Required task 1 »
Put the rows below into a numbered list, starting at the line that contains "Look at the following image and locate every pedestrian" and ending at the line that contains "408,317 -> 420,342", with both of those lines included. Skip any blank lines and leave out the pictures.

Document segment »
This, of course, forced me to think hard about the situations faced by those registrars who were opposed to their registering civil partnerships as they felt that by doing so they'd be approving of things which were, in effect, homosexual unions. I've talked about this in the past, actually, when trying to get my thoughts sorted on the issue of gay marriage, and my thinking is that individual registrars could probably differ on this; some might be able to live with presiding over the signing of a document that says nothing about what people do in their private lives, while others might feel that by presiding over registrations of partnerships they were facilitating things they felt they couldn't agree with. In such situations, they surely ought to be able to object to their involvement in such registration, though I think we can imagine such cases making their way -- eventually -- to Strasbourg.

Curiously, I wasn’t able to find any indication that the English or Welsh bishops had ever spoken on this topic; if they had been opposed to civil partnership as they were instituted in law, they should surely have argued that Catholic registrars would be obliged, in conscience, to refrain from registering civil partnerships. Granted, my research may have been lacking, but this seemed to be one of those ‘dog that didn’t bark’ moments. It really did look as there’s no evidence whatsoever that the bishops of England and Wales have ever opposed the civil partnership scheme as it exists in law.



So...?
Having ploughed through heaps of data on the subject, I ultimately came to the conclusion that it’s entirely consistent with Church teaching for Archbishop Nichols to say he supports the civil partnership scheme as an existing and legitimate mechanism to help give stability to committed couples of the same sex, given that the law refrains from granting homosexual unions any sort of parliamentary imprimatur and thereby does not undermine the unique position of marriage in UK law.

Extracted material »

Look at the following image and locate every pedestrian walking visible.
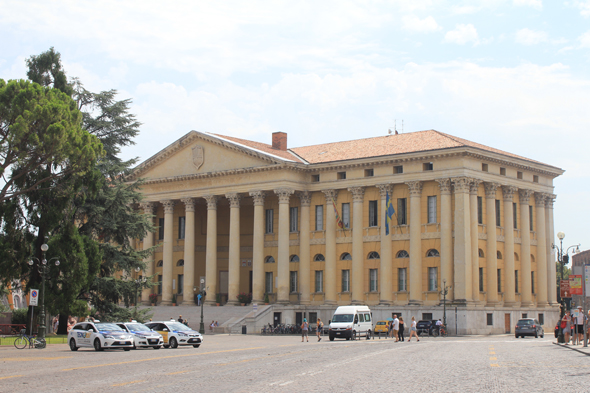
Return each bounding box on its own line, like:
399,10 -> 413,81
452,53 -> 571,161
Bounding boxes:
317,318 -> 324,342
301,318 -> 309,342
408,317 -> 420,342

...

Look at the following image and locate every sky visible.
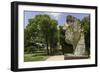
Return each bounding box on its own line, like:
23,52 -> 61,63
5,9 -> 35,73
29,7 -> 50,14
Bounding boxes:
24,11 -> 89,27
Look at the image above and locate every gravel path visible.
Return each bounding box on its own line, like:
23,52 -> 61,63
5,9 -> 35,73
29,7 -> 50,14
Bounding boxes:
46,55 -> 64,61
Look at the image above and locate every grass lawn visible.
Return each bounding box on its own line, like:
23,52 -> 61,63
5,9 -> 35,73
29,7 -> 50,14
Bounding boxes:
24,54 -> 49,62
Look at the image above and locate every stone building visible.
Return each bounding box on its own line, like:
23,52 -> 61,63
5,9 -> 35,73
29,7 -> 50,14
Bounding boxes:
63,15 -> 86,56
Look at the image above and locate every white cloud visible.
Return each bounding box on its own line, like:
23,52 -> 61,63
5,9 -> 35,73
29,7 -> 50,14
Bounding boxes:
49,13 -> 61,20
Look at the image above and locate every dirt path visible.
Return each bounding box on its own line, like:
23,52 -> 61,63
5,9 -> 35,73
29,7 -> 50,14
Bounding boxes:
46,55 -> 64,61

Required task 2 »
Condense the paragraph of the commentary on civil partnerships that begins "Curiously, I wasn’t able to find" into a shorter version that keeps its main facts.

Task solution 1 »
1. Look at the following image and locate every pedestrian walking visible.
2. Return each bounding box on its own line, like:
3. 399,10 -> 413,81
4. 452,53 -> 571,161
5. Bounding boxes:
6. 317,318 -> 324,342
7. 301,318 -> 309,342
8. 408,317 -> 420,342

Task solution 2 »
The author found no sign that the bishops of England and Wales had ever spoken on this topic. If they had opposed civil partnerships as instituted in law, they should have argued that Catholic registrars were obliged in conscience not to register them. The author granted that the research may have been lacking but saw this as a "dog that didn't bark" moment. There appeared to be no evidence that the bishops ever opposed the civil partnership scheme as it exists in law.